→ **PROBLEM STATEMENT**: Write the records out once more, exactly as they are given.

[[ PROVIDED MATERIAL, beginning ]]

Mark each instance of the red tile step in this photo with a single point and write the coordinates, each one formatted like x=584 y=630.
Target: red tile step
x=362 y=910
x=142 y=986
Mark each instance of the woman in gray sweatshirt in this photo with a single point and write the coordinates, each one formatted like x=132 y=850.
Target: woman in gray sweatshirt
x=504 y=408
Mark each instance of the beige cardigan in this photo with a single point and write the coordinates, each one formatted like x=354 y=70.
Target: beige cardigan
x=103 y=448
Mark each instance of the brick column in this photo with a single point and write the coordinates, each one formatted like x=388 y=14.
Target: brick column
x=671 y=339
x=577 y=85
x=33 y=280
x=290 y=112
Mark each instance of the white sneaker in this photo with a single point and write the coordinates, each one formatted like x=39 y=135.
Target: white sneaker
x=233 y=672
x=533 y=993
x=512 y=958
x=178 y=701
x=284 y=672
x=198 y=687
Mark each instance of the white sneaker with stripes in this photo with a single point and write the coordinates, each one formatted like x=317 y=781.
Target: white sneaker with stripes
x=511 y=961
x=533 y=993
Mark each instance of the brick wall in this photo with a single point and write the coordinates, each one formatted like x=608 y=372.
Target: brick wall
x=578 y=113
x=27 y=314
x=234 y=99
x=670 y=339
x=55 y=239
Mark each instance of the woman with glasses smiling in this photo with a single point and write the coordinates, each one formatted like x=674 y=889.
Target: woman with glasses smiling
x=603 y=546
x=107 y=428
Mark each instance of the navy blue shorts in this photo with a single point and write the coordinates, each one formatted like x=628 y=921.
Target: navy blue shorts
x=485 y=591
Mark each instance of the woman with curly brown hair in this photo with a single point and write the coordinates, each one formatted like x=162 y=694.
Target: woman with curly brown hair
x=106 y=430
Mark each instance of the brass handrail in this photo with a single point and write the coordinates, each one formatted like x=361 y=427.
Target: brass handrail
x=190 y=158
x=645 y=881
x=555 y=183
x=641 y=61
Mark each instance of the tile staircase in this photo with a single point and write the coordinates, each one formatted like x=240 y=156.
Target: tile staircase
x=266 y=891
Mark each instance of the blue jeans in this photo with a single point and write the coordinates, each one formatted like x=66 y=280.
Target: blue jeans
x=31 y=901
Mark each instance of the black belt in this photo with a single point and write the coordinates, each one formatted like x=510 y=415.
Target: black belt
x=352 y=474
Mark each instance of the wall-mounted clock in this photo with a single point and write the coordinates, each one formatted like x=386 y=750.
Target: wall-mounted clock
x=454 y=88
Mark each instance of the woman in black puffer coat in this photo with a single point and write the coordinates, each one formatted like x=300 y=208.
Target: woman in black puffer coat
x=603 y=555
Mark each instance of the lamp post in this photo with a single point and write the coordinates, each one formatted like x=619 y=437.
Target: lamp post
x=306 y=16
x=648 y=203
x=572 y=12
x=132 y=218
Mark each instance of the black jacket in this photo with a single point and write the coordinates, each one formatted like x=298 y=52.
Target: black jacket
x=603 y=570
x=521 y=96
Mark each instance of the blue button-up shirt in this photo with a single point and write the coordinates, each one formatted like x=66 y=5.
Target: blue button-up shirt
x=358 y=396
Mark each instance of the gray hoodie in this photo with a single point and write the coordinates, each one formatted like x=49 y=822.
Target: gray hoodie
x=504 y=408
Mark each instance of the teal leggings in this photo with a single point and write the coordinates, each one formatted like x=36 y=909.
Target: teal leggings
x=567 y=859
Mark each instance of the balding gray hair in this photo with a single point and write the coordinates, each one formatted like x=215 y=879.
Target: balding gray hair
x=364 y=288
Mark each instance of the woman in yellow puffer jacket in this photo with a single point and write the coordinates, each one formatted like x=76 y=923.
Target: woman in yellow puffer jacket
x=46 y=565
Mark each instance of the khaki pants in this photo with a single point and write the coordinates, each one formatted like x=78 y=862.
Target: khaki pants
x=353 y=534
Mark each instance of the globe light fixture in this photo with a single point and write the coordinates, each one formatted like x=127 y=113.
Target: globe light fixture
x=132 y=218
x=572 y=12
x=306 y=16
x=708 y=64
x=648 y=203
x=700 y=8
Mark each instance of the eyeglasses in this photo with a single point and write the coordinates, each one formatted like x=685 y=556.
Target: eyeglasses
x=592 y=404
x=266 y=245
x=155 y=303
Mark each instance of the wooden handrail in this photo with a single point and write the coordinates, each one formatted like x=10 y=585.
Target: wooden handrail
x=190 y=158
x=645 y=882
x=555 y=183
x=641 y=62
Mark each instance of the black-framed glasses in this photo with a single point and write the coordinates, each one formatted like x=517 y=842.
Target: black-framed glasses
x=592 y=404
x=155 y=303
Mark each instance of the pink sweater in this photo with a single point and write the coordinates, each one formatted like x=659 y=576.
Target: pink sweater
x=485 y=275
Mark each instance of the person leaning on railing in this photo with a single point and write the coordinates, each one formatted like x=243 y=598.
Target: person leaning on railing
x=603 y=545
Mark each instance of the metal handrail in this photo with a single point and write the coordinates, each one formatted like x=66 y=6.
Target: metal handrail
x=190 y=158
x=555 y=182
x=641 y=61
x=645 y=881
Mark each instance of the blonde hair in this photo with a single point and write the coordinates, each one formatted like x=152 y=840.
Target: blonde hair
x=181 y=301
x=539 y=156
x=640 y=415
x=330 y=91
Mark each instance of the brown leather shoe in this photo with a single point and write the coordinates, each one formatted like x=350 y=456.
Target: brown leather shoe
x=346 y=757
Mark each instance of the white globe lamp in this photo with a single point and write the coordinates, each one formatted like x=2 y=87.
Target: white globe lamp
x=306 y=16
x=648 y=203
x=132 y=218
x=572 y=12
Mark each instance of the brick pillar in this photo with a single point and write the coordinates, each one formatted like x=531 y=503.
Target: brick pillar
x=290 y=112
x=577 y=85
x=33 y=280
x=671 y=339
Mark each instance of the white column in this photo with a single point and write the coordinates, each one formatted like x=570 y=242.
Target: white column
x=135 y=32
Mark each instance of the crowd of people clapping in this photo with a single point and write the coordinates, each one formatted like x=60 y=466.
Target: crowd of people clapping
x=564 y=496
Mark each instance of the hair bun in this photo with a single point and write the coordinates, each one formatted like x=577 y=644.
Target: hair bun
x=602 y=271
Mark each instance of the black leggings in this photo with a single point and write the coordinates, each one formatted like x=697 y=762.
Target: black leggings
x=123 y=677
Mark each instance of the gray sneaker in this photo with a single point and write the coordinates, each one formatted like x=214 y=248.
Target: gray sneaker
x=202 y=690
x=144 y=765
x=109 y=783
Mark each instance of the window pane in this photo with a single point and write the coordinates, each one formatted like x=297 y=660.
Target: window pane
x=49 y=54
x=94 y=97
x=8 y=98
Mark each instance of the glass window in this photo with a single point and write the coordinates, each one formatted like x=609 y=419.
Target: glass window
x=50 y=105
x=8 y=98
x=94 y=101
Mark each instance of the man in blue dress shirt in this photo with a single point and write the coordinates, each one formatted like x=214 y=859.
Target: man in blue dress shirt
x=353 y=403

[[ PROVIDED MATERIAL, end ]]

→ **EXERCISE ANSWER**:
Mark each instance of the red tile step in this photo with a single point and write the coordinates, each one formatted like x=584 y=630.
Target: red tile step
x=362 y=910
x=142 y=986
Mark each instance of the woman in gray sweatshirt in this photo with a single point and write the coordinates, each one formatted like x=132 y=850.
Target: woman in gray sweatshirt
x=504 y=408
Mark each instance of the beige cardigan in this photo with a single point and write the coordinates, each one formatted like x=354 y=70.
Target: beige cardigan
x=103 y=448
Mark each instance of the brick column in this photo with a single point and write the coordinates, each one formatted like x=388 y=14.
Target: brick column
x=671 y=339
x=577 y=85
x=33 y=280
x=290 y=112
Mark each instance of the white sneaker in this photo with a single point and write the coordinates, each one formatted like x=39 y=135.
Target: white sneaker
x=233 y=672
x=533 y=993
x=512 y=958
x=178 y=701
x=284 y=672
x=198 y=687
Mark each instance of the white sneaker with stripes in this photo with a single point and write the coordinates, each one formatted like x=317 y=781.
Target: white sneaker with stripes
x=511 y=961
x=533 y=993
Mark each instance of the brick wall in this photo with a single point and write the coordinates, each one formatted like x=608 y=372.
Target: brick wall
x=578 y=113
x=27 y=314
x=234 y=99
x=670 y=339
x=55 y=239
Mark each instance of the woman with glasses smiling in this photo with a single point and write the coordinates, each one formatted like x=674 y=889.
Target: woman with glasses smiling
x=603 y=546
x=107 y=428
Mark each instance of the navy blue shorts in this photo with a single point and write the coordinates, each one formatted like x=628 y=921.
Target: navy blue shorts
x=485 y=591
Mark each instance of the woman with curly brown hair in this photo with a single point and write the coordinates, each one formatted like x=162 y=694.
Target: woman with curly brown hair
x=106 y=430
Mark each instance of the brass handrail in this photo with a single point and write the coordinates, each one formatted like x=361 y=427.
Target: brass handrail
x=190 y=158
x=645 y=881
x=555 y=183
x=641 y=61
Mark each instance of the tile staircase in this photo with a single point and write the coordinates, each one formatted like x=240 y=156.
Target: tile staircase
x=266 y=891
Mark each instance of the blue jeans in this photo with a single point and write the coordinates, each one formatted like x=66 y=280.
Target: blue jeans
x=31 y=901
Mark each instance of the black belt in this photo with a single point and write the coordinates, each one formatted like x=510 y=415.
Target: black belt
x=352 y=474
Mark each instance of the wall-mounted clock in this photo with a single point and write the coordinates, each one formatted like x=386 y=750.
Target: wall-mounted clock
x=454 y=88
Mark each instance of the woman in black puffer coat in this photo with a single point and write the coordinates, each one formatted like x=300 y=208.
Target: woman in black puffer coat
x=603 y=555
Mark each instance of the lamp post in this photo with a single point and write the coordinates, each one formatted like x=619 y=437.
Target: lamp post
x=306 y=16
x=648 y=203
x=572 y=12
x=132 y=218
Mark each instance of the black jacket in this photo with a single point and write the coordinates, each one formatted like x=298 y=52.
Target: black jacket
x=603 y=570
x=521 y=96
Mark each instance of the blue button-up shirt in this photo with a single point and write the coordinates, each one formatted like x=66 y=5.
Target: blue button-up shirt
x=358 y=396
Mark each instance of the gray hoodie in this photo with a single point and write the coordinates, each one formatted like x=49 y=822.
Target: gray hoodie
x=504 y=408
Mark each instance of the teal leggings in this photo with a single point and write the coordinates, each one formatted like x=36 y=909.
Target: teal leggings
x=567 y=859
Mark each instance of the balding gray hair in this photo with a single point and write the coordinates, each one formatted like x=215 y=879.
Target: balding gray hair
x=364 y=288
Mark each instance of the woman in yellow puffer jacket in this photo with a single point and write the coordinates, each one formatted like x=76 y=923.
Target: woman in yellow puffer jacket
x=46 y=565
Mark each instance of the khaki pants in this photo with a single point and write the coordinates, each one formatted like x=78 y=862.
Target: khaki pants
x=353 y=534
Mark each instance of the globe light fixture in this photo with a single point and write the coordinates, each one formatted like x=127 y=113.
Target: globe light fixture
x=132 y=218
x=572 y=12
x=306 y=16
x=708 y=64
x=648 y=203
x=700 y=8
Mark each instance of the eyeglasses in this photo with a single point and write the coordinates, each one formatted like x=685 y=556.
Target: eyeglasses
x=592 y=404
x=266 y=245
x=155 y=303
Mark each instance of the wooden handrail in this photo with a single point and write the coordinates, each one formatted like x=10 y=585.
Target: wooden handrail
x=190 y=158
x=645 y=882
x=555 y=183
x=641 y=62
Mark each instance of the black-framed glasses in this photo with a single point and write the coordinates, each one formatted like x=517 y=842.
Target: black-framed glasses
x=592 y=404
x=155 y=303
Mark each instance of the pink sweater in this photo with a single point and write the coordinates, each one formatted like x=659 y=576.
Target: pink sweater
x=485 y=275
Mark each instance of the person leaning on railing in this photo with a single point and write the coordinates, each one formatted like x=243 y=598.
Target: person leaning on railing
x=603 y=545
Mark each instance of the metal handrail in this photo with a single point and write the coordinates, each one formatted like x=66 y=6.
Target: metal handrail
x=190 y=158
x=555 y=182
x=641 y=61
x=645 y=881
Mark each instance of the blonde hair in this photo with a single point and write the coordinates, each one formatted like x=152 y=840.
Target: blonde hair
x=181 y=301
x=539 y=156
x=640 y=415
x=330 y=91
Mark each instance of the brown leather shoe in this photo with a single point and write the coordinates, each one formatted like x=350 y=456.
Target: brown leather shoe
x=346 y=757
Mark each instance of the white globe lamp in this photo with a single point and write the coordinates, each one formatted like x=2 y=87.
Target: white globe lamp
x=306 y=16
x=648 y=203
x=132 y=218
x=572 y=12
Mark each instance of the brick pillar in this photo with a single point and write the coordinates, each one formatted like x=531 y=503.
Target: brick pillar
x=290 y=112
x=577 y=85
x=33 y=280
x=671 y=339
Mark each instance of the white column in this photo with a single point and write the coordinates, each one formatted like x=570 y=242.
Target: white column
x=135 y=32
Mark each instance of the crowd of people clapping in this photo with a single point and write the coordinates, each one formatted like x=60 y=466.
Target: crowd of people clapping
x=564 y=496
Mark each instance of the hair bun in this photo with a single point and write the coordinates, each one formatted like x=577 y=644.
Target: hair bun
x=602 y=271
Mark each instance of the black leggings in this photo with a single point and write the coordinates, each one formatted like x=697 y=762.
Target: black leggings
x=123 y=677
Mark each instance of the gray sneaker in this photo with a single point and write the coordinates, each one formatted like x=214 y=248.
Target: gray sneaker
x=202 y=690
x=144 y=765
x=109 y=783
Mark each instance of the window pane in this photo with a single point and write the coordinates, each one formatted like x=297 y=660.
Target: window pane
x=49 y=54
x=94 y=97
x=8 y=98
Mark each instance of the glass window in this photo with a single point and write the coordinates, each one formatted like x=609 y=419.
Target: glass window
x=50 y=105
x=8 y=98
x=94 y=101
Mark each instance of the man in blue dress shirt in this photo with a single point and write the coordinates, each one formatted like x=214 y=859.
Target: man in blue dress shirt
x=353 y=403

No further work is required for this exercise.